▶ _TASK TO CARRY OUT_
Write the next part of the passage about Max playing in the autumn garden, starting right after its final line.

▶ _TEXT TO READ_
╭──

The garden is crawling with autumn. Inside I am vacuuming it up. Outside, Max is spreading it out. There are millipedes under the woodpile. There are slaters. Max collects them up and introduces them to the sandpit. Not for long. Sugared with sand, they all die. Max lies on the bricks. He will also die. This means lying silently for a long time and saying nothing. Then he collects some birdseed. He is a crow. He is a road worker. He is ‘her’.

He spades elm leaves, flakes of gold, into the air. He is hungry.

He says, ‘No’.

He fills a tiny bucket with leaves to help me. It takes half a day. He releases a thousand caterpillars into the front garden. He is covered in sawdust. He says he may turn into a parrot, and I say, ‘Good work”, and he says, ‘Where are the potatoes?, and I say, ‘Gone’, and he says, ‘That’s so funny’.

╰──

▶ _DATASET EXTRACT_
╭──

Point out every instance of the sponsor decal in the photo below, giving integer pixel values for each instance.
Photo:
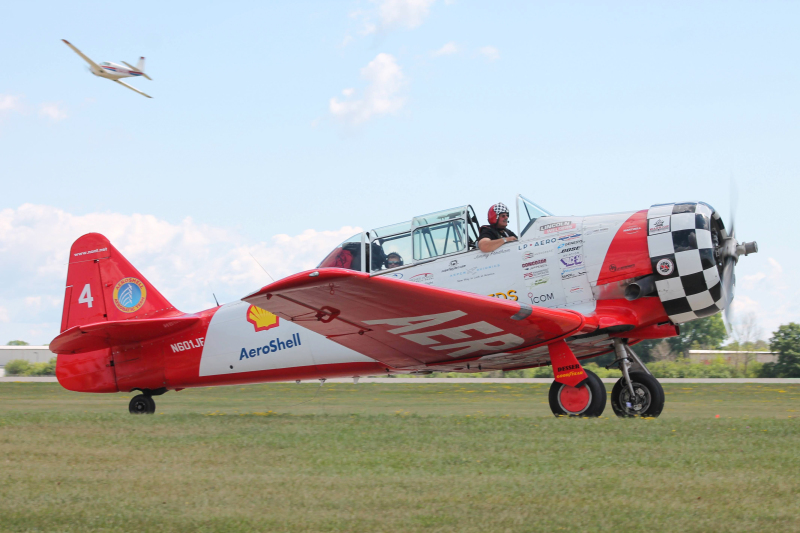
(537, 274)
(91, 252)
(572, 275)
(273, 346)
(665, 267)
(615, 268)
(129, 295)
(571, 261)
(533, 244)
(499, 251)
(540, 298)
(187, 345)
(556, 227)
(658, 225)
(454, 266)
(426, 278)
(534, 264)
(569, 249)
(510, 295)
(261, 319)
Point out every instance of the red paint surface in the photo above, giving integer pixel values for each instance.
(627, 256)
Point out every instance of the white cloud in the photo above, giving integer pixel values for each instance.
(10, 103)
(380, 97)
(52, 111)
(490, 52)
(186, 261)
(446, 50)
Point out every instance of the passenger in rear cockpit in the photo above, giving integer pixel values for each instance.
(393, 260)
(496, 233)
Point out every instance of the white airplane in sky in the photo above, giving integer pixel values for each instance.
(112, 71)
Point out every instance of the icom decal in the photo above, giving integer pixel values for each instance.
(261, 319)
(556, 227)
(665, 267)
(129, 295)
(275, 345)
(658, 225)
(540, 298)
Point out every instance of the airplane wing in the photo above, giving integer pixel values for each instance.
(137, 70)
(405, 324)
(85, 58)
(132, 88)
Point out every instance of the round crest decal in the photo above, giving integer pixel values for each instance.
(665, 267)
(129, 295)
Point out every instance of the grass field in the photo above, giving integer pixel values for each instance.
(397, 457)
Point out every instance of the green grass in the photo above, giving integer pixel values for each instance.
(391, 457)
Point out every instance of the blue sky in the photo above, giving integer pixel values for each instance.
(305, 120)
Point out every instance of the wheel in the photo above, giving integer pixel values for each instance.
(649, 396)
(587, 399)
(142, 405)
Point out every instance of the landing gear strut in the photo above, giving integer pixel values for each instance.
(637, 393)
(142, 405)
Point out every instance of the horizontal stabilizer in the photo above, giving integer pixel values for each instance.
(80, 339)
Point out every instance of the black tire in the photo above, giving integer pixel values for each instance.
(142, 405)
(647, 388)
(595, 403)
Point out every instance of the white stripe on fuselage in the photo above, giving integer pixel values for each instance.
(232, 345)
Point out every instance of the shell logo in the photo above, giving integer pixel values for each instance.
(261, 318)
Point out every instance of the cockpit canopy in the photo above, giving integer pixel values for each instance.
(422, 239)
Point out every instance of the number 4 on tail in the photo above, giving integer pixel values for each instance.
(86, 296)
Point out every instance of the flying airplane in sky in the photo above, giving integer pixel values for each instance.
(112, 71)
(417, 297)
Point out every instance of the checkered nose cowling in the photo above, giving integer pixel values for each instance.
(681, 245)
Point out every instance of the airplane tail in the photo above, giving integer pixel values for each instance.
(103, 286)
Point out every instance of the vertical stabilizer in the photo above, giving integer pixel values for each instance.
(102, 285)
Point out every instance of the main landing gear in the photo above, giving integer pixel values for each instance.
(144, 404)
(637, 393)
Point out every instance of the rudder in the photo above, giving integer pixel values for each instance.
(102, 285)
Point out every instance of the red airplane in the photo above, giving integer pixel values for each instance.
(414, 298)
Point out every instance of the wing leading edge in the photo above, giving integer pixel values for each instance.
(404, 324)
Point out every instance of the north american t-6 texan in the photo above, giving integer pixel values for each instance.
(414, 298)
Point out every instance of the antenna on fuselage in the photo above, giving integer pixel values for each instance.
(262, 267)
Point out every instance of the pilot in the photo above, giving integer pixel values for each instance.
(393, 260)
(496, 234)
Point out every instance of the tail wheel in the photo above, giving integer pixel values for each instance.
(142, 405)
(586, 400)
(648, 399)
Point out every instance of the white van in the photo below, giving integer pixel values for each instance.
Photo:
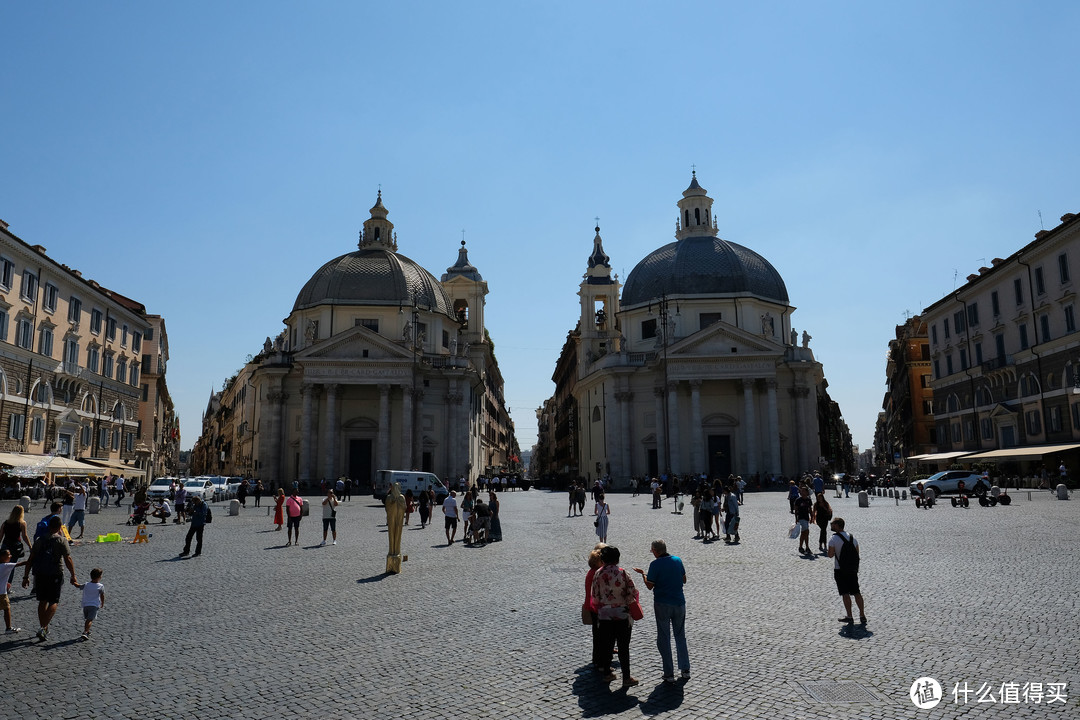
(409, 480)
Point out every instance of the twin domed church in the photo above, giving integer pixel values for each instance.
(380, 366)
(690, 366)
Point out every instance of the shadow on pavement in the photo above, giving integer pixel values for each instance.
(597, 697)
(662, 698)
(58, 646)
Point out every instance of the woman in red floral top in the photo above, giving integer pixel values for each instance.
(612, 593)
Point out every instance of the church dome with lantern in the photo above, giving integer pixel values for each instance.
(701, 263)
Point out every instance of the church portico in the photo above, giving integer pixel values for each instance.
(701, 374)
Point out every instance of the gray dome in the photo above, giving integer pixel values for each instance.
(373, 276)
(702, 266)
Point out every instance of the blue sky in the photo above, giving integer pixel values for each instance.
(206, 158)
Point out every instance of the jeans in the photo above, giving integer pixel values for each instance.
(612, 632)
(672, 619)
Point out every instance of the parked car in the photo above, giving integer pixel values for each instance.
(948, 480)
(160, 488)
(200, 486)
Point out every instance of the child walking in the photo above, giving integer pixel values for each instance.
(93, 599)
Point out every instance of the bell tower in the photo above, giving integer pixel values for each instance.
(467, 289)
(696, 213)
(598, 327)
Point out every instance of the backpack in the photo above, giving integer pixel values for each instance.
(849, 555)
(46, 558)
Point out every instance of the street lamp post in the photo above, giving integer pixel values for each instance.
(665, 330)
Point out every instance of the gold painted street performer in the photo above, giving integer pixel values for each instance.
(395, 519)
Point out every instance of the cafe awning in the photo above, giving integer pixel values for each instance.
(36, 465)
(1029, 451)
(105, 466)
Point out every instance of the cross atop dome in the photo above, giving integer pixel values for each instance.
(697, 219)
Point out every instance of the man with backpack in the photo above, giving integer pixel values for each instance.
(844, 549)
(48, 557)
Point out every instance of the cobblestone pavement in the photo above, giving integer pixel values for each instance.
(256, 629)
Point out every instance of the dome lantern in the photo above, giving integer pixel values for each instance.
(378, 231)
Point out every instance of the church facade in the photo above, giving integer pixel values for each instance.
(692, 365)
(380, 366)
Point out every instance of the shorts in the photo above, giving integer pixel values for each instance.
(49, 588)
(847, 583)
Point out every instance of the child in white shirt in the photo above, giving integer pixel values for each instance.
(93, 599)
(7, 568)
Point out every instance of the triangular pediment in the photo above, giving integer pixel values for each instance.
(724, 339)
(359, 343)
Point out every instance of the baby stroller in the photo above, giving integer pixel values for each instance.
(138, 514)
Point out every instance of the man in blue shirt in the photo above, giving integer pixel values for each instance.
(665, 579)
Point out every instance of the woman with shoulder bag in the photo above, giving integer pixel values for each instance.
(603, 511)
(617, 603)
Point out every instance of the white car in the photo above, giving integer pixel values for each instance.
(160, 488)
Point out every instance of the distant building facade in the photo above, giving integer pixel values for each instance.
(692, 366)
(909, 426)
(380, 366)
(73, 361)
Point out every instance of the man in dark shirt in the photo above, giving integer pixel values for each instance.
(196, 525)
(804, 516)
(48, 557)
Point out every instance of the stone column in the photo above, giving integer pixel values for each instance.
(673, 437)
(331, 433)
(697, 451)
(275, 442)
(624, 399)
(417, 426)
(661, 445)
(307, 392)
(454, 464)
(406, 450)
(382, 443)
(750, 425)
(774, 461)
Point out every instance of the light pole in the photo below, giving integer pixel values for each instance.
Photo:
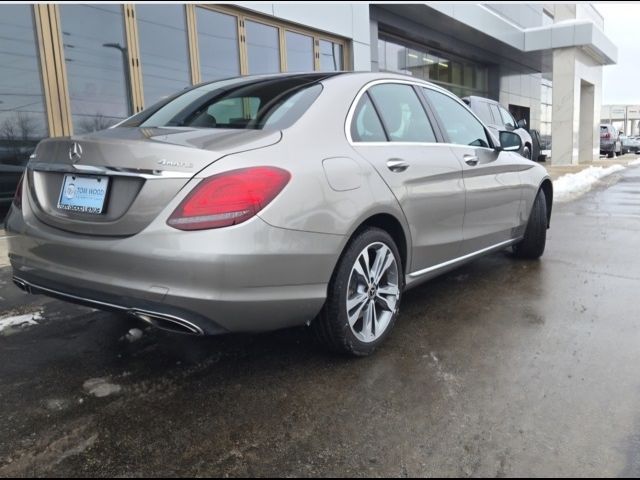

╰──

▶ _OUTPUT OF THE EXERCISE_
He drives a lego car around, delivering cactus plants to the places they actually want to be. He exaggerates his shoulders to show strength. He puts a snail into a safer place.

I hang the washing, and Max helps, securing one small face washer with twenty five pegs. It takes twenty satisfying minutes. He is Bob the Builder, and he needs petrol.

He checks a spider’s web.

The day ploughs on; there is only finding and shouting and joy. There is no time for anything else.